READING TEXT
If a caller really can't tolerate a delay in sending, it still has the
option of aborting on an EAGAIN, but I don't see any reason we'd
actually want that.
> > B1) For consistency we should propagate failures from
> > tcp_payload_flush(), through tcp_buf_send_flag() to its
> > callers,
> > B2) We should only reset if tcp_send_flag() returns -ECONNRESET
>
> Or, at this point, on anything that's not -EAGAIN?
Right.
> > > > +
> > > > tcp_timer_ctl(c, conn);
> > > >
> > > > if (setsockopt(conn->sock, SOL_SOCKET, SO_KEEPALIVE,
> > > > @@ -2043,14 +2045,16 @@ eintr:
> > > > * Then swiftly looked away and left.
> > > > */
> > > > conn->seq_from_tap = seq_from_tap;
> > > > - tcp_send_flag(c, conn, ACK);
> > > > + if (tcp_send_flag(c, conn, ACK))
> > > > + return -1;
> > > > }
> > > >
> > > > if (errno == EINTR)
> > > > goto eintr;
> > > >
> > > > if (errno == EAGAIN || errno == EWOULDBLOCK) {
> > > > - tcp_send_flag(c, conn, ACK | DUP_ACK);
> > > > + if (tcp_send_flag(c, conn, ACK | DUP_ACK))
> > > > + return -1;
> > > > return p->count - idx;
> > > >
> > > > }
> > > > @@ -2070,7 +2074,8 @@ out:
> > > > */
> > > > if (conn->seq_dup_ack_approx != (conn->seq_from_tap & 0xff)) {
> > > > conn->seq_dup_ack_approx = conn->seq_from_tap & 0xff;
> > > > - tcp_send_flag(c, conn, ACK | DUP_ACK);
> > > > + if (tcp_send_flag(c, conn, ACK | DUP_ACK))
> > > > + return -1;
> > > > }
> > > > return p->count - idx;
> > > > }
> > > > @@ -2084,7 +2089,8 @@ out:
> > > >
> > > > conn_event(c, conn, TAP_FIN_RCVD);
> > > > } else {
> > > > - tcp_send_flag(c, conn, ACK_IF_NEEDED);
> > > > + if (tcp_send_flag(c, conn, ACK_IF_NEEDED))
> > > > + return -1;
> > > > }
> > > >
> > > > return p->count - idx;
> > > > @@ -2122,7 +2128,10 @@ static void tcp_conn_from_sock_finish(const struct ctx *c,
> > > > return;
> > > > }
> > > >
> > > > - tcp_send_flag(c, conn, ACK);
> > > > + if (tcp_send_flag(c, conn, ACK)) {
> > > > + tcp_rst(c, conn);
> > > > + return;
> > > > + }
> > > >
> > > > /* The client might have sent data already, which we didn't
> > > > * dequeue waiting for SYN,ACK from tap -- check now.

Part of a data file
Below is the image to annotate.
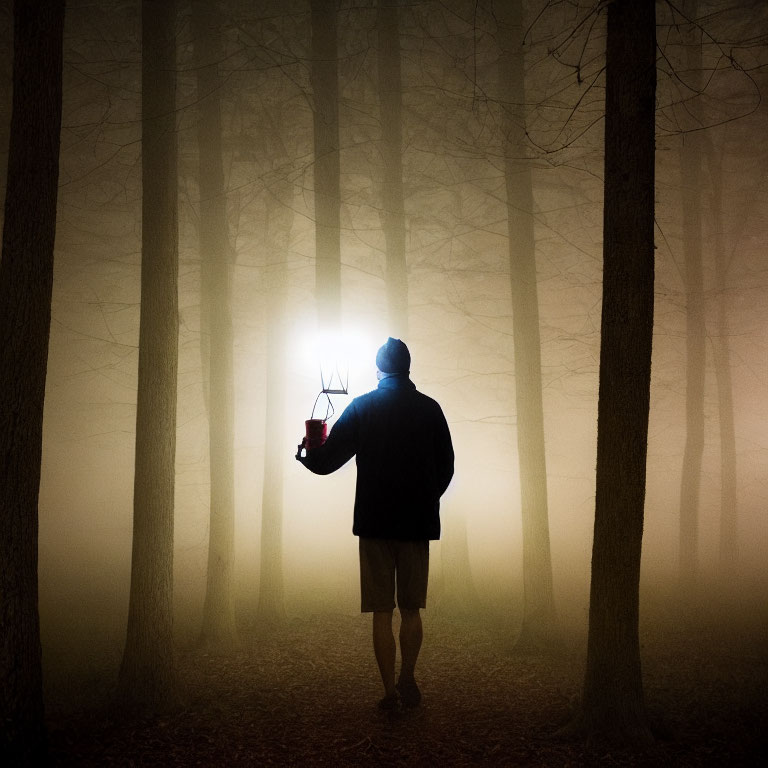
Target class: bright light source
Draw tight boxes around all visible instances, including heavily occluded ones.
[301,320,376,421]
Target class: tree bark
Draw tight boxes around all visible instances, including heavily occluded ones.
[566,0,656,744]
[311,0,341,328]
[118,0,178,713]
[704,142,739,584]
[258,183,293,626]
[680,0,706,605]
[497,0,558,649]
[376,0,408,338]
[193,0,237,650]
[0,0,64,765]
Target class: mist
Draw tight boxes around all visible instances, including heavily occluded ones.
[0,0,768,765]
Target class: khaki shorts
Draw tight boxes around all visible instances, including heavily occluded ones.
[360,536,429,613]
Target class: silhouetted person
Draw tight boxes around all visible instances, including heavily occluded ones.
[296,338,453,709]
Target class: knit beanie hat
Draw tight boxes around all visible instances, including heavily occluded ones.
[376,336,411,373]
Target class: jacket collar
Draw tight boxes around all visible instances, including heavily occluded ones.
[378,373,416,389]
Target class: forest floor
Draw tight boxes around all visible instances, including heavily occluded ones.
[47,612,768,768]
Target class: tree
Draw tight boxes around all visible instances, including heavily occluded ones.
[563,0,656,744]
[192,0,237,649]
[704,141,739,586]
[0,0,64,765]
[118,0,179,712]
[376,0,408,338]
[680,0,706,599]
[311,0,341,328]
[497,0,557,649]
[258,178,293,626]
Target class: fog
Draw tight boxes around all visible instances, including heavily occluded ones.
[2,0,768,756]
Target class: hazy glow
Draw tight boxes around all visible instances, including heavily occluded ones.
[295,327,377,418]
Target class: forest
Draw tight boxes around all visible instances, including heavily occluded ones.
[0,0,768,766]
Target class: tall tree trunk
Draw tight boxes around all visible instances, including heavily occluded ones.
[497,0,558,649]
[311,0,341,328]
[567,0,656,744]
[118,0,179,713]
[704,141,739,590]
[0,0,64,765]
[376,0,408,338]
[680,0,706,604]
[258,180,293,626]
[193,0,237,650]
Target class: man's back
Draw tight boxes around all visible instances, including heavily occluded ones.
[298,375,453,540]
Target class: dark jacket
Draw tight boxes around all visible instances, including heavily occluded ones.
[300,375,453,541]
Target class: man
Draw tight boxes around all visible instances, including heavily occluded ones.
[296,338,453,709]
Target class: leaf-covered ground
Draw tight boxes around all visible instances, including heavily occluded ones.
[48,615,768,766]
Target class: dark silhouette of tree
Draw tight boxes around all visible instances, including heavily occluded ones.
[496,0,558,649]
[192,0,237,649]
[376,0,408,338]
[118,0,179,712]
[0,0,64,765]
[562,0,656,744]
[311,0,341,328]
[680,0,706,603]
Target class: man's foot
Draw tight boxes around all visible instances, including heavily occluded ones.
[379,693,399,712]
[395,677,421,707]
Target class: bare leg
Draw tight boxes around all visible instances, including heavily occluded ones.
[373,611,402,697]
[400,608,424,680]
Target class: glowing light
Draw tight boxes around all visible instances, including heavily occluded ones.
[300,328,376,421]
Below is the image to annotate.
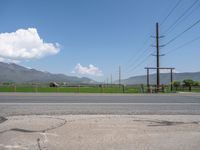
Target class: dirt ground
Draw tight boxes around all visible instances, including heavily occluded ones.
[0,115,200,150]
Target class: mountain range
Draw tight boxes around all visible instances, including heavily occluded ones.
[0,62,200,84]
[122,72,200,84]
[0,62,95,84]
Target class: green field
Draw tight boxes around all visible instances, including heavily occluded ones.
[0,84,200,93]
[0,85,141,93]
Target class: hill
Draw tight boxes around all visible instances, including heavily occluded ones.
[0,62,95,84]
[122,72,200,84]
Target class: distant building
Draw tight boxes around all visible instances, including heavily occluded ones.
[49,82,59,87]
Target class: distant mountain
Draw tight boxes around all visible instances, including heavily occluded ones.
[0,62,95,84]
[122,72,200,84]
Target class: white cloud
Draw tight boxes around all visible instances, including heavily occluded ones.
[71,63,103,76]
[0,28,60,61]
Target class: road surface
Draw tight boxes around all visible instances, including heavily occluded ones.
[0,93,200,116]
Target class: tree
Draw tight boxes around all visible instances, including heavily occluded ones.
[172,81,181,91]
[183,79,194,92]
[193,81,200,86]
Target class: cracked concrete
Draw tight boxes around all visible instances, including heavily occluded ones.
[0,115,200,150]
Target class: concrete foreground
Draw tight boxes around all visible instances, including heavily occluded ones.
[0,115,200,150]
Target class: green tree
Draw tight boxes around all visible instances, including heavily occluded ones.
[193,81,200,86]
[183,79,194,92]
[172,81,181,91]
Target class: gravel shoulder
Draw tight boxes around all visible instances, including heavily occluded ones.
[0,115,200,150]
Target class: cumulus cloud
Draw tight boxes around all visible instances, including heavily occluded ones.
[72,63,103,76]
[0,28,60,61]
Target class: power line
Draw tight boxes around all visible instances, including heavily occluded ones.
[165,0,199,33]
[166,19,200,45]
[129,55,151,72]
[165,36,200,55]
[161,0,182,25]
[168,1,200,33]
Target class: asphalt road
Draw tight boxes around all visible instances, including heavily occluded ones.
[0,93,200,116]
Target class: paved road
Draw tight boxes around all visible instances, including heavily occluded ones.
[0,93,200,116]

TASK STATEMENT
Update the code review excerpt between "If a caller" and "that's not -EAGAIN?", inclusive, by writing that portion out again with "pause" put in place of "delay".

TASK RESULT
If a caller really can't tolerate a pause in sending, it still has the
option of aborting on an EAGAIN, but I don't see any reason we'd
actually want that.
> > B1) For consistency we should propagate failures from
> > tcp_payload_flush(), through tcp_buf_send_flag() to its
> > callers,
> > B2) We should only reset if tcp_send_flag() returns -ECONNRESET
>
> Or, at this point, on anything that's not -EAGAIN?